- [Exercise directions] Can you transcribe the data exactly? Leave the pictures out.

+++

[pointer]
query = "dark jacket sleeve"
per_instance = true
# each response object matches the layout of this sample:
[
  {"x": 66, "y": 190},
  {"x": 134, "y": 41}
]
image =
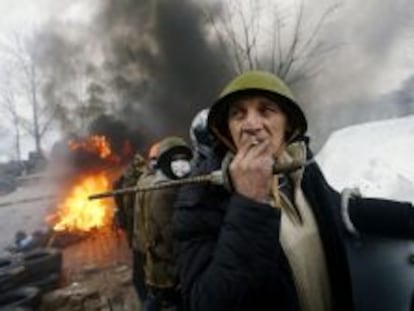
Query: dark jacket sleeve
[
  {"x": 225, "y": 253},
  {"x": 385, "y": 218}
]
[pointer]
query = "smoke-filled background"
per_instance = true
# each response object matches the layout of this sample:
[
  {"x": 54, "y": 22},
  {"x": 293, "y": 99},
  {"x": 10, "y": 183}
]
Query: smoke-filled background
[{"x": 150, "y": 65}]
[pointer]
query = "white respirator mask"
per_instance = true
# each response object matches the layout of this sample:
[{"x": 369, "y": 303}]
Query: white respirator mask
[{"x": 180, "y": 167}]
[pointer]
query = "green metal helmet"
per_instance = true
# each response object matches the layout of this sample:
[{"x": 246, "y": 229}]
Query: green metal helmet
[
  {"x": 170, "y": 147},
  {"x": 260, "y": 83}
]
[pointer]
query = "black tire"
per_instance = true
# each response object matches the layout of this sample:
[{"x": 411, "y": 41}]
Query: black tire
[
  {"x": 41, "y": 262},
  {"x": 47, "y": 284},
  {"x": 20, "y": 297},
  {"x": 12, "y": 274}
]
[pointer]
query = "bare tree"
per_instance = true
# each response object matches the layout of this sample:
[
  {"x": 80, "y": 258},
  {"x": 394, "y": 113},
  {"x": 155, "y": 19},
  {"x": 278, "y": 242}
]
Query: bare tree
[
  {"x": 8, "y": 105},
  {"x": 21, "y": 51},
  {"x": 263, "y": 35}
]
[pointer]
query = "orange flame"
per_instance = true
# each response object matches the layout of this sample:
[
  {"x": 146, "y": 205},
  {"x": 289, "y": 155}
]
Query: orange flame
[
  {"x": 93, "y": 144},
  {"x": 77, "y": 213}
]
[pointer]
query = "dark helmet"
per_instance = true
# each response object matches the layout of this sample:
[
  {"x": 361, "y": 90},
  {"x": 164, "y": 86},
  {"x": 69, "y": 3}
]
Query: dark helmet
[
  {"x": 261, "y": 83},
  {"x": 170, "y": 148},
  {"x": 200, "y": 136}
]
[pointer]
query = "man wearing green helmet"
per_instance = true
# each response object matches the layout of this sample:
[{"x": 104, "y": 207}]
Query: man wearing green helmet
[{"x": 268, "y": 240}]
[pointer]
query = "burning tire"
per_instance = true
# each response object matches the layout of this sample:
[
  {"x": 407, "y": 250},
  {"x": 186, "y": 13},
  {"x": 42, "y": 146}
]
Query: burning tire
[
  {"x": 11, "y": 274},
  {"x": 40, "y": 263},
  {"x": 20, "y": 297}
]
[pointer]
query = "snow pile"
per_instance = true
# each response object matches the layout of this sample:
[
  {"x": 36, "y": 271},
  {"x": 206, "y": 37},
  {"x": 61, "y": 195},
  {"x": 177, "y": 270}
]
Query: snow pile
[{"x": 377, "y": 157}]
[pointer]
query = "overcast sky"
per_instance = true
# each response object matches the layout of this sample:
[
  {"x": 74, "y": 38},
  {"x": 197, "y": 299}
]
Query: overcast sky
[{"x": 376, "y": 40}]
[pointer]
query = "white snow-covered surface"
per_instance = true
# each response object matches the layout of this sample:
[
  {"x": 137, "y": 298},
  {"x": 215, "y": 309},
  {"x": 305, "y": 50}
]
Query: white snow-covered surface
[
  {"x": 27, "y": 216},
  {"x": 376, "y": 157}
]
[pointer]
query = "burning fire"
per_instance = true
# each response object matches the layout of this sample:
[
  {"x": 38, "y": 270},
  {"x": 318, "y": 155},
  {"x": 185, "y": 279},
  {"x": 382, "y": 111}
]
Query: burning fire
[{"x": 77, "y": 213}]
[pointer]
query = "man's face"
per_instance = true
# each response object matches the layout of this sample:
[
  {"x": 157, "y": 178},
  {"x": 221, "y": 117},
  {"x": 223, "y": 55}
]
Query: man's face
[{"x": 257, "y": 118}]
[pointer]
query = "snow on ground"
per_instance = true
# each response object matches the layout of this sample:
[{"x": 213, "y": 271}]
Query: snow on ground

+++

- [Expected answer]
[pointer]
query = "dark jacket sleeve"
per_instance = true
# each response object matches the layout of this sample:
[
  {"x": 66, "y": 190},
  {"x": 134, "y": 41}
]
image =
Query: dark jacket sleeve
[
  {"x": 225, "y": 253},
  {"x": 385, "y": 218}
]
[pointer]
query = "smoke-filled background"
per_instance = true
# each response object matches the layout of this sample:
[
  {"x": 54, "y": 22},
  {"x": 293, "y": 99},
  {"x": 10, "y": 183}
]
Query: smoke-filled background
[{"x": 150, "y": 65}]
[pointer]
query = "white respirator mask"
per_instance = true
# each response object matches the layout of this sample:
[{"x": 369, "y": 303}]
Query: white respirator mask
[{"x": 180, "y": 167}]
[pointer]
query = "green metal helmet"
per_instance = true
# each response object matches the layout of this sample:
[{"x": 246, "y": 229}]
Query: green metal helmet
[
  {"x": 170, "y": 147},
  {"x": 260, "y": 83}
]
[pointer]
query = "black tire"
per_instance = true
# each response object matches the layout of this sample:
[{"x": 411, "y": 41}]
Query: black tire
[
  {"x": 41, "y": 262},
  {"x": 47, "y": 284},
  {"x": 20, "y": 297},
  {"x": 12, "y": 274}
]
[pointer]
query = "bare tree"
per_instance = true
# each response object matches the layout of this sample:
[
  {"x": 80, "y": 258},
  {"x": 394, "y": 113},
  {"x": 155, "y": 19},
  {"x": 278, "y": 242}
]
Query: bare tree
[
  {"x": 8, "y": 105},
  {"x": 21, "y": 51},
  {"x": 263, "y": 35}
]
[pointer]
query = "orange flame"
per_instance = true
# each response object matches the layout of this sample:
[
  {"x": 146, "y": 205},
  {"x": 289, "y": 155}
]
Query: orange flame
[
  {"x": 93, "y": 144},
  {"x": 77, "y": 213}
]
[pointer]
query = "dark helmet"
per_instance = true
# each response object matches the layout of this sample:
[
  {"x": 361, "y": 90},
  {"x": 164, "y": 86},
  {"x": 69, "y": 3}
]
Query: dark helmet
[
  {"x": 261, "y": 83},
  {"x": 170, "y": 148},
  {"x": 200, "y": 136}
]
[pointer]
query = "man wearing green helmet"
per_instance = true
# each response object matches the layout of this sample:
[{"x": 104, "y": 207}]
Query: man wearing green helmet
[{"x": 268, "y": 240}]
[pointer]
query = "burning tire"
per_instance = true
# each response object matches the layout of this sample:
[
  {"x": 407, "y": 250},
  {"x": 186, "y": 13},
  {"x": 42, "y": 146}
]
Query: burning tire
[
  {"x": 11, "y": 274},
  {"x": 40, "y": 263},
  {"x": 20, "y": 297}
]
[pointer]
query = "snow pile"
per_instance = true
# each response object matches the layout of this sample:
[
  {"x": 36, "y": 271},
  {"x": 206, "y": 37},
  {"x": 61, "y": 195},
  {"x": 177, "y": 270}
]
Query: snow pile
[{"x": 377, "y": 157}]
[pointer]
query = "overcast sky"
per_instance = true
# each response object matches the layout of this sample:
[
  {"x": 74, "y": 38},
  {"x": 197, "y": 299}
]
Query: overcast sky
[{"x": 376, "y": 40}]
[pointer]
query = "white snow-covered surface"
per_instance = true
# each response object matches the layout of this sample:
[
  {"x": 137, "y": 298},
  {"x": 215, "y": 309},
  {"x": 305, "y": 50}
]
Query: white snow-covered surface
[
  {"x": 27, "y": 216},
  {"x": 376, "y": 157}
]
[pointer]
query = "burning fire"
per_instance = true
# each response object matches the layout of this sample:
[
  {"x": 38, "y": 270},
  {"x": 318, "y": 155},
  {"x": 185, "y": 279},
  {"x": 382, "y": 111}
]
Query: burning fire
[{"x": 77, "y": 213}]
[pointer]
query = "man's face"
per_instance = true
# each response object matches the layout of this sample:
[
  {"x": 157, "y": 178},
  {"x": 221, "y": 117},
  {"x": 223, "y": 55}
]
Query: man's face
[{"x": 257, "y": 118}]
[pointer]
query = "snow on ground"
per_instance = true
# each response object matches the layout of this sample:
[{"x": 213, "y": 271}]
Query: snow on ground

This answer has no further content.